SUPPLIED INFORMATION:
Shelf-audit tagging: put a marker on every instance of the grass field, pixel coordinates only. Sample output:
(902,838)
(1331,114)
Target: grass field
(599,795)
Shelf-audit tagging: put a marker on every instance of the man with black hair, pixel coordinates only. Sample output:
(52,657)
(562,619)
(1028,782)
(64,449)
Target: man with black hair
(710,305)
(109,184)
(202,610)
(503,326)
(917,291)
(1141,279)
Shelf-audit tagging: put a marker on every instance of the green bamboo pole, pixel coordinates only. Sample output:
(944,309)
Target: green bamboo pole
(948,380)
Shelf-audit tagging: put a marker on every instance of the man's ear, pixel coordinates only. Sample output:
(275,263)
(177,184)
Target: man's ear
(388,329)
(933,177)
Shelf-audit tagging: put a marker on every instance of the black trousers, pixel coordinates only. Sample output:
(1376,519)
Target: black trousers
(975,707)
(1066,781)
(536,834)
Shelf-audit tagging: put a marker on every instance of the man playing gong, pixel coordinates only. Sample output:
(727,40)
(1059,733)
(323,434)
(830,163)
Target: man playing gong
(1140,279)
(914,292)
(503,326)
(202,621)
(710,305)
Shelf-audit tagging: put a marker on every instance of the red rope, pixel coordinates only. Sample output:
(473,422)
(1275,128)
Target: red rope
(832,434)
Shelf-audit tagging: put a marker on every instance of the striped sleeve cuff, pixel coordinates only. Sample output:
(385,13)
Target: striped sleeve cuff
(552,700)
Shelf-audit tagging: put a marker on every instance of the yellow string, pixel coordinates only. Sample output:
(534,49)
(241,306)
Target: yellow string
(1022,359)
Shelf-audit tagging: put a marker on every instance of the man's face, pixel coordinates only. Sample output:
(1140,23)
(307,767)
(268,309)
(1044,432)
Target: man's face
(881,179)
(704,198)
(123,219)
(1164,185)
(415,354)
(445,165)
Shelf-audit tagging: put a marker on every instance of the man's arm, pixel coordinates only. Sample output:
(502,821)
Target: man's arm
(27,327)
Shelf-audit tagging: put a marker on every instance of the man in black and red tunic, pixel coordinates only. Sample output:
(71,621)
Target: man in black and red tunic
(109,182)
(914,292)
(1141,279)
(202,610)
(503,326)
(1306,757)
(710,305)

EXERCISE:
Rewrite every one of the lines above with "Sample output" changed to "Example output" wherever it occurs, leaving everything else the same.

REPLY TO THE TASK:
Shelf-audit tagging: put a marker on every instance of the grass field, pixel coordinates only. Example output:
(902,838)
(1331,114)
Target: grass field
(599,795)
Shelf-audit tagging: put a marker on every instance of the man with black hair, pixel coordinates only. Example output:
(52,657)
(562,619)
(1028,782)
(64,449)
Target: man with black hair
(710,305)
(109,184)
(202,610)
(503,326)
(917,291)
(1141,279)
Shelf-audit tagging: put a marker on every instance of the green bamboo pole, pixel coordinates only. Example output:
(944,309)
Target: green bamboo pole
(948,380)
Shelf-audit tagging: put a marker on every instance of the man's ear, pixel coordinates only. Example output:
(275,263)
(177,184)
Target: man's ear
(388,329)
(933,177)
Shelf-audit tagging: put a marker on every instance of the black trousers, pixel coordinates only. Example output:
(1376,519)
Target: black trousers
(975,707)
(1066,781)
(536,834)
Shelf-audit tagging: put a marker on every instance of the man playing gong, pixel coordinates only. Example output:
(727,40)
(1059,733)
(323,434)
(830,163)
Target: man playing gong
(1140,279)
(914,292)
(503,326)
(202,621)
(710,305)
Shelf-audit tagging: put a marker on every instance of the red rope, pixel coordinates only. Example output:
(473,422)
(1275,128)
Target: red rope
(832,434)
Shelf-audit tagging: put a marker on every instance of the striped sleeve cuff, pixel coordinates only. Example output:
(385,13)
Target: striped sleeve cuff
(552,700)
Shelf-audit tagging: put a marker on every instance of the yellow string, pixel coordinates only. Example output:
(534,49)
(241,306)
Target: yellow string
(1022,359)
Shelf-audit tagging: put a marker on every instance of the man's face, pixel coordinates only. Example output:
(1140,23)
(307,767)
(268,309)
(1044,432)
Target: man's face
(881,179)
(704,198)
(123,219)
(1164,185)
(415,354)
(445,165)
Shelf-audit tagging: put a marker on every instance of the man's arm, pixel coordinates only. Example output:
(502,821)
Target: man's arm
(27,327)
Shelf-audit tagging: put a marker on every instance of the man in black and red tunic, pixel coordinates only. Example output:
(71,621)
Target: man in black and red tunic
(109,182)
(914,292)
(1141,279)
(202,610)
(503,326)
(1306,757)
(710,305)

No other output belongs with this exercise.